_Passage shown_:

++++++++++++++++++++

In this week’s Gospel, when a man asks Jesus to “come down and heal his son,” Jesus gets short with him. “Unless you people see signs and wonders, you will by no means believe.” The man pleads again, to which Jesus says, “Go your way; your son lives.” We then learn that what Jesus said in one locality was just as if He said it in His localized presence.

It’s similar to the theme of the healing of the centurion’s servant. Like a leader of soldiers, Jesus only has to say a word, and that word will carry His authority.

Now, John’s Gospel especially works this point, about the mystical presence of Christ through His Word. His Gospel begins, after all, with “The Word became flesh and dwelt among us.” It’s his Gospel that lays the beautiful theology of the Holy Spirit, Who takes everything that is Jesus and belongs to Jesus and delivers it to us by declaration. If in the Gospels Jesus localized His flesh and blood presence by walking to a location, they also ready us for a new mode of Christ’s existence, still in the flesh, but mystical.

++++++++++++++++++++

_Records_:
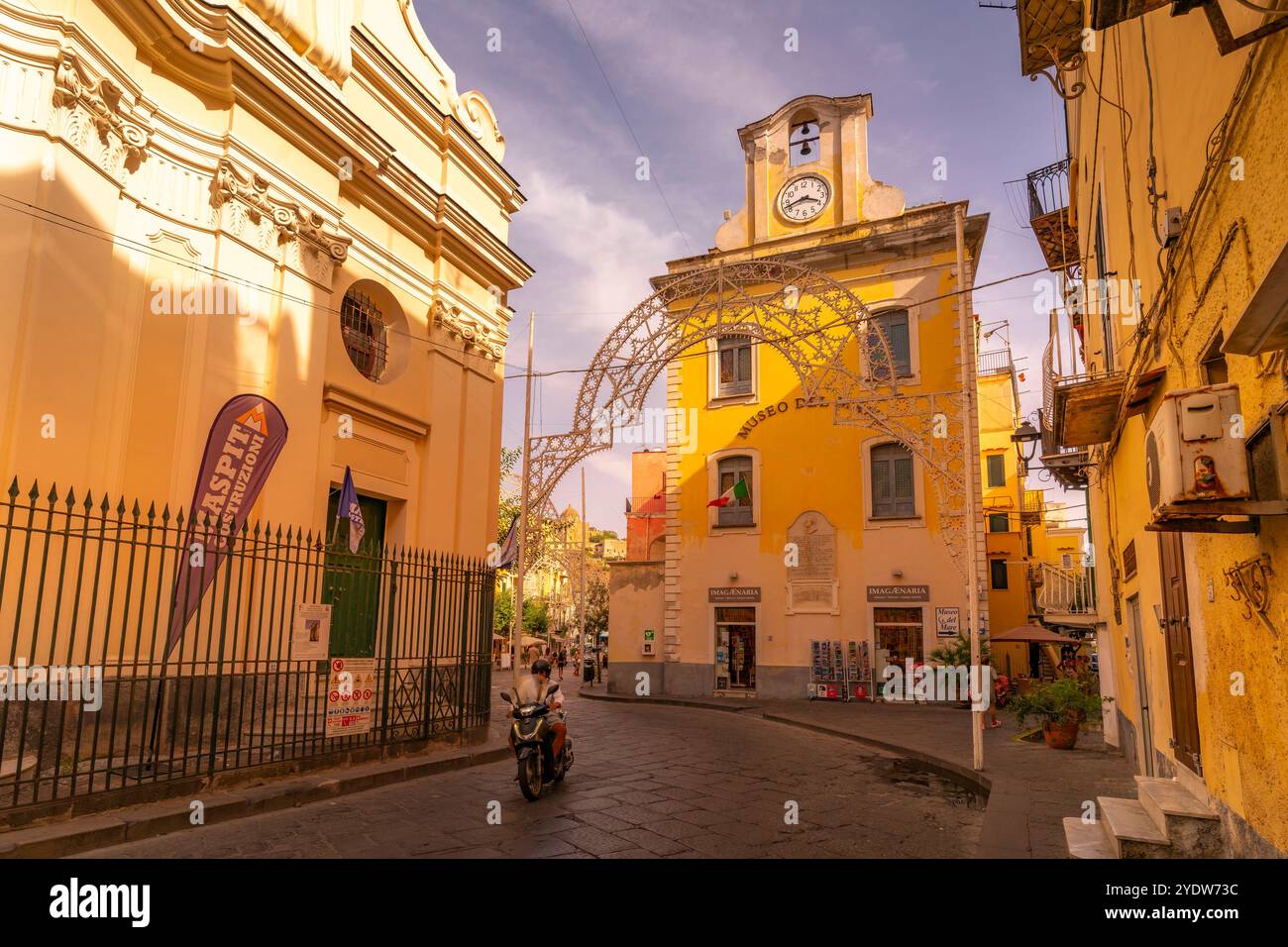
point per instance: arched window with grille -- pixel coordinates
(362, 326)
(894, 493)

++++++++++++++++++++

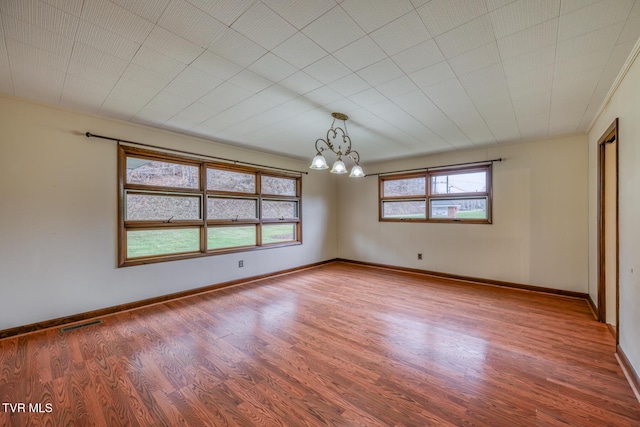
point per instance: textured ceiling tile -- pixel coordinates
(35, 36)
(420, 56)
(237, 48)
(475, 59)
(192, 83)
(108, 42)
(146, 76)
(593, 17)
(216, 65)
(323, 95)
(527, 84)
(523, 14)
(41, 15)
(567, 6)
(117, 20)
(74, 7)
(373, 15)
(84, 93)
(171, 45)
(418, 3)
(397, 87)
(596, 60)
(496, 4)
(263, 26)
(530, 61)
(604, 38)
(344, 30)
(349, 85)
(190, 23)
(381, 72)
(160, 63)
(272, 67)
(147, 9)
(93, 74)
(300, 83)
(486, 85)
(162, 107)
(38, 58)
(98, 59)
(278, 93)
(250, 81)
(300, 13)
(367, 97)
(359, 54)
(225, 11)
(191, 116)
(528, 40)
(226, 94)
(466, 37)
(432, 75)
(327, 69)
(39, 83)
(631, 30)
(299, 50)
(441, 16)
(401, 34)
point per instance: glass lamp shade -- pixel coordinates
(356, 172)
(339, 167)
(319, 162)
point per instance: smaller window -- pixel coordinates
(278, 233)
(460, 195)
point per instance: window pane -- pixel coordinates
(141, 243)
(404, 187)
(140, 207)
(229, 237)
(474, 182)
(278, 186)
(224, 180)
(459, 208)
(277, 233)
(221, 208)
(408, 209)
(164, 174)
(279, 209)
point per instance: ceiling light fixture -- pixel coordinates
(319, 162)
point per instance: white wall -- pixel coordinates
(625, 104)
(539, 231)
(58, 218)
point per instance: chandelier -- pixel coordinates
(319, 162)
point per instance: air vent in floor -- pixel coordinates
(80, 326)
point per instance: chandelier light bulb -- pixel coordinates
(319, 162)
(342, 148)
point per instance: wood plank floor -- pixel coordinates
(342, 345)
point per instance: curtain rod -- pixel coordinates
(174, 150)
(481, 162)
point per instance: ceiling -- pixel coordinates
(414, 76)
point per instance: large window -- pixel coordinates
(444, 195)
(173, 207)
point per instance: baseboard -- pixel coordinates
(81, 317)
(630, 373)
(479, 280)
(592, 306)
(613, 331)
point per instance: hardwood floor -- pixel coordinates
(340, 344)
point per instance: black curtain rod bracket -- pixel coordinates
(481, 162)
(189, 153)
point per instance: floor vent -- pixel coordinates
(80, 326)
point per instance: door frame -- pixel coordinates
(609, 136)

++++++++++++++++++++

_Tasks to carry out_:
1) In the Gospel reflection, what words does John's Gospel begin with?
2) Write out the part of the Gospel reflection starting at "It’s similar to" and ending at "flesh, but mystical.".
These records were drawn from a separate source.

_Task-by-task solutions_:
1) "The Word became flesh and dwelt among us."

2)
It’s similar to the theme of the healing of the centurion’s servant. Like a leader of soldiers, Jesus only has to say a word, and that word will carry His authority.

Now, John’s Gospel especially works this point, about the mystical presence of Christ through His Word. His Gospel begins, after all, with “The Word became flesh and dwelt among us.” It’s his Gospel that lays the beautiful theology of the Holy Spirit, Who takes everything that is Jesus and belongs to Jesus and delivers it to us by declaration. If in the Gospels Jesus localized His flesh and blood presence by walking to a location, they also ready us for a new mode of Christ’s existence, still in the flesh, but mystical.